Please identify each line in the data below that contains the word "pink", and copy those lines. Uppercase and lowercase letters count as different.

Saved entries
#####
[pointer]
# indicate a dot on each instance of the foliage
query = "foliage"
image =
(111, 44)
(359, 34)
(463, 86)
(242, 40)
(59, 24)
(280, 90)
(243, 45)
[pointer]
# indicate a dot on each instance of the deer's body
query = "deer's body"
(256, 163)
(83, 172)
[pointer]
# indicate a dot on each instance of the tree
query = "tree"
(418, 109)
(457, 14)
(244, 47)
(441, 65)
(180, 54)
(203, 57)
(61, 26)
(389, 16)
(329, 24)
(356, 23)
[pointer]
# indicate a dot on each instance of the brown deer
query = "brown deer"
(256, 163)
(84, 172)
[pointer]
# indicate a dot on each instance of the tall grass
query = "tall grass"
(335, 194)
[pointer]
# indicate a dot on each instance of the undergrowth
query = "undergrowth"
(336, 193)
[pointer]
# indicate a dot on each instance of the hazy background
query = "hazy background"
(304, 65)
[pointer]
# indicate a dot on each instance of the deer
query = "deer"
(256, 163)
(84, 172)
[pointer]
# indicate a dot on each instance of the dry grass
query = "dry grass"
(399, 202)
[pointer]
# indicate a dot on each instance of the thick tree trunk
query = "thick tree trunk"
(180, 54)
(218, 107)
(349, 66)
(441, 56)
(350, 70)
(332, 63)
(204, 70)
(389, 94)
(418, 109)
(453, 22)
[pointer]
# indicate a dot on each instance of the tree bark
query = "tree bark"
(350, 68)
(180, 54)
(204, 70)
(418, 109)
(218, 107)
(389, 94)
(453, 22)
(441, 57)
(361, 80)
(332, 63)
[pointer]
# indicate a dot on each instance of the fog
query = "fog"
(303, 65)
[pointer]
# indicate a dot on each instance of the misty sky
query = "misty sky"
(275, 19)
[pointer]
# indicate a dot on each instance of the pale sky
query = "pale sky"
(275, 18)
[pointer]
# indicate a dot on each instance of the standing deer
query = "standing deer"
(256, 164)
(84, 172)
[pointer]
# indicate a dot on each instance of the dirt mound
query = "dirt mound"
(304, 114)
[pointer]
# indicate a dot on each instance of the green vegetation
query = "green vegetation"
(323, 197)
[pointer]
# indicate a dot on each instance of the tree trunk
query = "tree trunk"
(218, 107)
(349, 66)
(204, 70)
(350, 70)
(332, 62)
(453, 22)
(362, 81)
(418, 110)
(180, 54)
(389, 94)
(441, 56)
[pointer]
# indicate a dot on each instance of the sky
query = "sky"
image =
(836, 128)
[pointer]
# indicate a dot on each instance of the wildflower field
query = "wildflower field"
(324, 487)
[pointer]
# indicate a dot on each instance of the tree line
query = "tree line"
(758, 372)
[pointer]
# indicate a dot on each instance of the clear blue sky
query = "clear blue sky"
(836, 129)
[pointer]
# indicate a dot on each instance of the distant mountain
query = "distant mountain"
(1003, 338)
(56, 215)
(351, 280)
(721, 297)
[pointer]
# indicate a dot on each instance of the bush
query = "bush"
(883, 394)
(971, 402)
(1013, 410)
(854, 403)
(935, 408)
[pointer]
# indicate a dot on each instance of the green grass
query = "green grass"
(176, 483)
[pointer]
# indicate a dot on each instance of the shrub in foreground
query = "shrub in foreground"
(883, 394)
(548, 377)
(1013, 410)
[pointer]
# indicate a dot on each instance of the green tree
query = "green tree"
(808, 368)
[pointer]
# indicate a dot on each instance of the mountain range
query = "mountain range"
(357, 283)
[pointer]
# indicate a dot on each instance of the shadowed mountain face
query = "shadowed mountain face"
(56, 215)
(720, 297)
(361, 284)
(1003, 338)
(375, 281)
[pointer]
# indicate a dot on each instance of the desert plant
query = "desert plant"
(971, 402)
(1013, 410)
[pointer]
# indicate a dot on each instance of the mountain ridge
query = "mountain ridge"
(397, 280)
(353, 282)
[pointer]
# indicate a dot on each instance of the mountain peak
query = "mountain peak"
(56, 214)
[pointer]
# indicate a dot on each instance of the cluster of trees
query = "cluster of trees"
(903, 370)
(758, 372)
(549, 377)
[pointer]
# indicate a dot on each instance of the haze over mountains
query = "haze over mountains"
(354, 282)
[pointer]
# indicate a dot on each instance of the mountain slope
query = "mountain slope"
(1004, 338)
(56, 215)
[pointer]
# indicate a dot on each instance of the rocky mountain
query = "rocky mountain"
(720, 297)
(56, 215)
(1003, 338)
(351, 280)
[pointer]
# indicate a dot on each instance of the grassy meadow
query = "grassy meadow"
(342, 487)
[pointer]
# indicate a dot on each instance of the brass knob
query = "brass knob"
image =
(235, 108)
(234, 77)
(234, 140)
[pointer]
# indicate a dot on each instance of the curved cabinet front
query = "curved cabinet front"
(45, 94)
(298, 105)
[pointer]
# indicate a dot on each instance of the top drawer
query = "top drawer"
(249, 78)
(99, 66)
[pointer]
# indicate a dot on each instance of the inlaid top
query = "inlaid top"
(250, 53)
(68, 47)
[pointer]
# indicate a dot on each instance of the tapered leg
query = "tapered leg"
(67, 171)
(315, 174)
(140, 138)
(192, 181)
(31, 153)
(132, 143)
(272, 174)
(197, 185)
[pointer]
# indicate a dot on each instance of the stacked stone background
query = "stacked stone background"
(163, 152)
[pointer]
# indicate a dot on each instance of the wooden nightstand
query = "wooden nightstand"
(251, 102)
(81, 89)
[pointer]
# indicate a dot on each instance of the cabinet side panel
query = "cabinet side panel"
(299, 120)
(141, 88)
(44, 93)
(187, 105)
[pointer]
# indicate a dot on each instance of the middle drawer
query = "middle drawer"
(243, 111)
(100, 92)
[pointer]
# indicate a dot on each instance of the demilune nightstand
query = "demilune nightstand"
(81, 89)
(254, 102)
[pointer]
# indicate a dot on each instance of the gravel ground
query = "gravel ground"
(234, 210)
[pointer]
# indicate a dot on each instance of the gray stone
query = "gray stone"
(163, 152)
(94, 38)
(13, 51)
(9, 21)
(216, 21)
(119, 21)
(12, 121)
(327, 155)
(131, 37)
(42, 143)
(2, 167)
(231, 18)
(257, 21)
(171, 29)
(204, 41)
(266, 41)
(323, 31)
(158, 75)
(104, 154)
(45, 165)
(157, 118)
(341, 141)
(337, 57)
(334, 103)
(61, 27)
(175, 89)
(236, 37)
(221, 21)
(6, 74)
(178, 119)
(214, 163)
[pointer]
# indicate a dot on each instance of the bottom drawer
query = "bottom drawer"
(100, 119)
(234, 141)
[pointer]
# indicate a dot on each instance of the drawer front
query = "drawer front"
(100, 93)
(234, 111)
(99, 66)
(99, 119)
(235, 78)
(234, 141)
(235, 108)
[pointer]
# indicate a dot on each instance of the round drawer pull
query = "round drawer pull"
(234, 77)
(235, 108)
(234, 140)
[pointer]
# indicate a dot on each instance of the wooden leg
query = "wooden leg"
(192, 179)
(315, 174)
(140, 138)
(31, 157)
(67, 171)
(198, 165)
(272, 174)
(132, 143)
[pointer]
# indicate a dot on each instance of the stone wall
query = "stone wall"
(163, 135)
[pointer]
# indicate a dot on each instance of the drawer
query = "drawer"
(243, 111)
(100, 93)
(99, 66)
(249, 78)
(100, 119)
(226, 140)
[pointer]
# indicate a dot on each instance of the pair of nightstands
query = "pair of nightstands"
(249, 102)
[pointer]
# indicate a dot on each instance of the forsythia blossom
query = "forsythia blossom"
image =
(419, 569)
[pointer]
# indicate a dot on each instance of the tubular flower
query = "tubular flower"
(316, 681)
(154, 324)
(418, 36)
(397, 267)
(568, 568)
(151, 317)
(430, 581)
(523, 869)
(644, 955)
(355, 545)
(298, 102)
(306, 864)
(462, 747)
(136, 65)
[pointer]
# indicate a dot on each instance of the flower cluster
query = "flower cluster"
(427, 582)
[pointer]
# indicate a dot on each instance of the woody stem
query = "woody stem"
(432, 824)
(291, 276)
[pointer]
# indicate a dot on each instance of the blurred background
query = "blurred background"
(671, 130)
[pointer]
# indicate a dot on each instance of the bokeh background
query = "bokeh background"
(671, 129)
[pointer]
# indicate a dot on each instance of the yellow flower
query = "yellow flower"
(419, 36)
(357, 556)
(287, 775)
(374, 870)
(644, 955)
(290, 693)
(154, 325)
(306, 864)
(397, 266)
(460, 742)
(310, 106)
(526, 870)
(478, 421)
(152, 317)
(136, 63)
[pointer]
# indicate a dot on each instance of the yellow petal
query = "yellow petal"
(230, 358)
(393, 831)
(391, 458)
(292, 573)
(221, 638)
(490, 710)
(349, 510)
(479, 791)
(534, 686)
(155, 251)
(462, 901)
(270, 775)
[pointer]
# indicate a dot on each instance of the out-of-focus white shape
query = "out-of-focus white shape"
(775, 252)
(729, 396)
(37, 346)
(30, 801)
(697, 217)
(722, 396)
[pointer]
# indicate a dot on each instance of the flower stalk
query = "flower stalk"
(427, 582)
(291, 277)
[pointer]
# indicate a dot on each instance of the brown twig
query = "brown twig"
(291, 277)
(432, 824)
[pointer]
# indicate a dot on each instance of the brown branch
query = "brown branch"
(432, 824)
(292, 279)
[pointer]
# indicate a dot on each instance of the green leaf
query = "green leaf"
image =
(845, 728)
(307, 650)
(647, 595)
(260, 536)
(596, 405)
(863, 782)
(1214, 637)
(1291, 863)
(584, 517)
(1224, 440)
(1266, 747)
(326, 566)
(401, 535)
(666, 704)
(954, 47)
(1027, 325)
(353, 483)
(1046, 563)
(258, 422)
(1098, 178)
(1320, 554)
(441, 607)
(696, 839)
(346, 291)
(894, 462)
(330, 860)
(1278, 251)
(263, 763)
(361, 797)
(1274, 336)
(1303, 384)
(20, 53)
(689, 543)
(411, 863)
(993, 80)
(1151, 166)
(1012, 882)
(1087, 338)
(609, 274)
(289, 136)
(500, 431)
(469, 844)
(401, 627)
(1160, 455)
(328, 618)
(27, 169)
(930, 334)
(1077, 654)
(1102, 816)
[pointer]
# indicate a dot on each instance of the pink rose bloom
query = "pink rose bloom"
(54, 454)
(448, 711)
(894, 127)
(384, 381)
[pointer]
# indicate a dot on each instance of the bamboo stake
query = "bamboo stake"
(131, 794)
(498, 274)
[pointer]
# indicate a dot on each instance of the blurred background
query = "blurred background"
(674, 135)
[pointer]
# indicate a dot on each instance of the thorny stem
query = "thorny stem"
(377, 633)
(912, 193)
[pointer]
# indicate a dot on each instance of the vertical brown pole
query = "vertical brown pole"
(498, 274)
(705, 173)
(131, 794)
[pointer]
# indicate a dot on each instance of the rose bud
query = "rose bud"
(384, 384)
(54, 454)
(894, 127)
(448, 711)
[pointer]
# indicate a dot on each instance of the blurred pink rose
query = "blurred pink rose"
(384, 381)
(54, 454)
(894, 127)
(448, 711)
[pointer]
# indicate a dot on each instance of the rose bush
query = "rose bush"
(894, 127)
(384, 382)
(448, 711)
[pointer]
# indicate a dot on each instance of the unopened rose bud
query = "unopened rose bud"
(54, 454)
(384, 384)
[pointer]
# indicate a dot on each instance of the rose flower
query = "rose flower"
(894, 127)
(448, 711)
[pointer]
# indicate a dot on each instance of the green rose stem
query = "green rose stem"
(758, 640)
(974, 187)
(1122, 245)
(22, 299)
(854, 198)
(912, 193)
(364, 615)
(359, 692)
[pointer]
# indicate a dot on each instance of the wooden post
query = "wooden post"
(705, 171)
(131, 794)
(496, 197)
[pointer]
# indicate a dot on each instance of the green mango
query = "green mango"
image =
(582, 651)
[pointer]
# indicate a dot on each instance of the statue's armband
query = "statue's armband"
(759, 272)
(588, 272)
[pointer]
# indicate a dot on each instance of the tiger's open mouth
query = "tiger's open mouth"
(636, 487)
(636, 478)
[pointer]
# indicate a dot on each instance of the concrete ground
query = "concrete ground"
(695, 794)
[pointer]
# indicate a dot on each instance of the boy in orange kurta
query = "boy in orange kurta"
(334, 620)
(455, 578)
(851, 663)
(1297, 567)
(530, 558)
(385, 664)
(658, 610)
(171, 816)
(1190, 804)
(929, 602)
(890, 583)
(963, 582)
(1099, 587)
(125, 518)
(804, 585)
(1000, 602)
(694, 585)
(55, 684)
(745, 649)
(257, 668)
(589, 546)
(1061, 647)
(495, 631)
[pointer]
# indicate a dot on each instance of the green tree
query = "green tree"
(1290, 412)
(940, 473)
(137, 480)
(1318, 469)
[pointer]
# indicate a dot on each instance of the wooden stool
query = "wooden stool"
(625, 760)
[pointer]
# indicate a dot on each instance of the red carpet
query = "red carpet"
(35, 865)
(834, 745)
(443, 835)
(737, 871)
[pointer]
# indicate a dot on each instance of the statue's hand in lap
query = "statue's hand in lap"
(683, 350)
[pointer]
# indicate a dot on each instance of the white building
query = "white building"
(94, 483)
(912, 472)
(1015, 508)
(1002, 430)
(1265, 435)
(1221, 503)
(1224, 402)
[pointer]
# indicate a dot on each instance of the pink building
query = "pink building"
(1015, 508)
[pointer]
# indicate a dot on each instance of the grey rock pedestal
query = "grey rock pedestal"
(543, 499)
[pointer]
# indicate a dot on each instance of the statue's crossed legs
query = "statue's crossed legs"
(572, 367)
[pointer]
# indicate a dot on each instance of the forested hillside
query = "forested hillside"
#####
### THE ANSWER
# indicate a dot on each instance of the pink rose bloom
query = "pink rose bloom"
# indicate a dot on each instance of the blurred pink rose
query = "blurred pink rose"
# indicate a dot on each instance of the pink building
query = "pink building"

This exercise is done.